**EXCERPT PROVIDED**:
* begin *
# New Motherboard and Ram needed for Core 2 Duo E7200



## hari.vgl (May 20, 2012)

New motherboard and ram needed for intel core 2 duo e7200 (rated as a very good proccy with great overclocking potential, though i haven't tried overclocking - so not changing the proc). I have seen many lga775 boards between 2.5k and 3k , but can't decide which one to go for. Please advice me on it.  My old board was intel DG31PR , with 2gb ddr2 ram. Will it not be better to get new ddr3 board and new ram rather than new ddr2 board and use my old ram? In that case please suggest which ram i should get too. I was thinking of 2*2gb. 


My other specs:
Intel core 2 duo e7200
Western Digital 250gb WD2500AAJS 08b4a0
Frontech 450w ATX P4 power supply jil-2414a (20 4 pin)
Xfx radeon HD 5670 1gb gddr5.
LG 17" widescreen L177WSB
Frontech 600va ups jil-2513  
Creative SBS A300.



I know that the PSU is el cheapo , but should i really change that too? Will the system work with the current one?

Please answer someone.


----------



## d6bmg (May 20, 2012)

Any good G41 board will do the work for you. (Not many of them are available in the market though)


----------



## hari.vgl (May 20, 2012)

Can you specify some model because im not sure of which brand to take. Like, if you could specify a model of both ram and motherboard from flipkart?


----------



## d6bmg (May 20, 2012)

ASUS P5G41T-M  *Link*

or

Gigabyte GA-G41M *Link*

Buy 2x Corsair DDR3 2 GB *Link*

I'm not sure about the PSU issue (i.e. whether it can power HD5670 or not).


----------



## hari.vgl (May 21, 2012)

What is the difference between ASUS P5G41T-M LX and ASUS P5G41T-M LX3 both available at flipkart?

From seeing the specs i think that the simple lx has 1 more pci slot supports 1600mhz ram and has better overclocking and has overall better features. Im i right? So let me go with the simple lx one?

And about ram. What about g skill. Was curious on seeing it. red in colour, and seems like a monster!


----------



## d6bmg (May 21, 2012)

Motherboard: Depends on your budget. If budget permits obviously buy the better board.
* end *
**WHAT TO DO**:
[A] In the motherboard thread, what was the original poster's old motherboard?
[B] Decide whether each statement agrees with the motherboard thread, and quote the words that settle it: (i) The original poster has already tried overclocking the E7200. (ii) d6bmg recommended buying two Corsair DDR3 2 GB modules. (iii) d6bmg was certain the power supply could run the HD 5670.
[C] Resume the motherboard thread after its final sentence, carrying on d6bmg's reply.
The entries have no connection to the motherboard thread.

(Point-labeling examples)
* begin *
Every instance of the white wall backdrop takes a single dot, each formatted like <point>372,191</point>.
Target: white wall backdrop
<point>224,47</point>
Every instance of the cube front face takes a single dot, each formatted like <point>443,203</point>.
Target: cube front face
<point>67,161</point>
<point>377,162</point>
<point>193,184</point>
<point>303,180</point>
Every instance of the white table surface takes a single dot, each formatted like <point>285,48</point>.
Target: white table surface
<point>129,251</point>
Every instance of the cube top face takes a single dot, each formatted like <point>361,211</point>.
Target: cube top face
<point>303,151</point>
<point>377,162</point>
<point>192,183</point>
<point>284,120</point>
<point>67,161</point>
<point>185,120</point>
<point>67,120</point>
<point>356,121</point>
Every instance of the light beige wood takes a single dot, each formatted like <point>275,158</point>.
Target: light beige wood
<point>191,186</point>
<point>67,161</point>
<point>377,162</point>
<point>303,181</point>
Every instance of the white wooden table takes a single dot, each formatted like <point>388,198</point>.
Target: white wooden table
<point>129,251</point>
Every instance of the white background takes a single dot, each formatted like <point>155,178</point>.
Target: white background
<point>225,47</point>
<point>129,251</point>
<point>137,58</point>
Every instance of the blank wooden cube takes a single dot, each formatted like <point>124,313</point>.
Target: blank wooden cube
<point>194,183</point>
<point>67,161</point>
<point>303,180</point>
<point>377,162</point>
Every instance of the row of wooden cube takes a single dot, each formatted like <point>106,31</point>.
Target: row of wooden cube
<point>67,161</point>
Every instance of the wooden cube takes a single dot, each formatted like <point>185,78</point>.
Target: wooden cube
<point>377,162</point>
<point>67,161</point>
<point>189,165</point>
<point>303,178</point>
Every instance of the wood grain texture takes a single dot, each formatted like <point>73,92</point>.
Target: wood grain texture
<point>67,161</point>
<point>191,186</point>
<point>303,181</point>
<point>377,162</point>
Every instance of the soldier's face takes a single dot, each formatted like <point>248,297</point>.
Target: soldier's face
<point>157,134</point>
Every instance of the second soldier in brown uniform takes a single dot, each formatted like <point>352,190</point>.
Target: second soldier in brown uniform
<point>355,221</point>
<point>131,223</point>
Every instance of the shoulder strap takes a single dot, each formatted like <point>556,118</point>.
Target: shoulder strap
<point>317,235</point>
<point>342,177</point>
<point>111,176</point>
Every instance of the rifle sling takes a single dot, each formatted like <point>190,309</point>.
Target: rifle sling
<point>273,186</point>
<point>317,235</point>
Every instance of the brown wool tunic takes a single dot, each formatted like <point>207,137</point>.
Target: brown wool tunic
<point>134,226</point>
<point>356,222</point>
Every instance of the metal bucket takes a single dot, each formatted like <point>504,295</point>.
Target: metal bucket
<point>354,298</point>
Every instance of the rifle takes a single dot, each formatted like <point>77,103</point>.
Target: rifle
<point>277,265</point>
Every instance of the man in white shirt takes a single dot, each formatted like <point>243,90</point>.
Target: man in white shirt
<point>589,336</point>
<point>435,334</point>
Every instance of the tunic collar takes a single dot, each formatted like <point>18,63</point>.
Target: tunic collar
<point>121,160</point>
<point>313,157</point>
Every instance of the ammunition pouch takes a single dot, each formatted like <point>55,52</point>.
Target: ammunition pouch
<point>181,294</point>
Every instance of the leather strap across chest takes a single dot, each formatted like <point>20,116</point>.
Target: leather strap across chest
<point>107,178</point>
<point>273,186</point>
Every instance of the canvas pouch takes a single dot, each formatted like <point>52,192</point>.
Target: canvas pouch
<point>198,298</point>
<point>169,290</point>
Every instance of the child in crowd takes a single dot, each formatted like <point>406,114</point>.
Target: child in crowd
* end *
**ANSWERS TO EACH TASK**:
[A] An Intel DG31PR, used with 2 GB of DDR2 RAM.

[B]
(i) No: "though i haven't tried overclocking"
(ii) Yes: "Buy 2x Corsair DDR3 2 GB"
(iii) No: "I'm not sure about the PSU issue (i.e. whether it can power HD5670 or not)."

[C]
About G.Skill RAM, with those motherboard, you can't go beyond 1333MHz (practically). So, that corsair value RAM would be best choice for you.


----------



## hari.vgl (May 21, 2012)

ASUS P5G41T-M LX and ASUS P5G41T-M LX3 are almost similarly priced. I wanted to know what the difference between them was? Or, would the gigabyte be better?
. And what about the 1333 version of g skill, there is one on flipkart.
G.Skill RipjawsX DDR3 2 GB PC RAM (F3-10666CL9S-2GBXL) | Ram | Flipkart.com


----------



## d6bmg (May 21, 2012)

About the RAM: it is as good as corsair value RAM.

And bout those motherboard: I can't notice any major difference.
Moreover Asus website don't have anything in the speficifaction tab of LX3.


----------



## hari.vgl (May 21, 2012)

I have bought the ASUS P5G41T-M LX and the g.skill ripjawsx 2gb*2 1333 mhz ddr3.  
Now these along with the hd 5670, will they all run safe and good on my psu or should i invest for a new one? My current psu is working properly anyway.


----------



## d6bmg (May 21, 2012)

I think your 5670 may just run with the frontech PSU you have. I'm not sure.
If you can, buy Corsair CX430V2 @2.2K


----------



## hari.vgl (May 21, 2012)

Where do you get it for 2.2k? The cheapest i could find was 2.6 shipped at ebay.


----------



## d6bmg (May 21, 2012)

Try local market.
ebay is overpriced for most of the items.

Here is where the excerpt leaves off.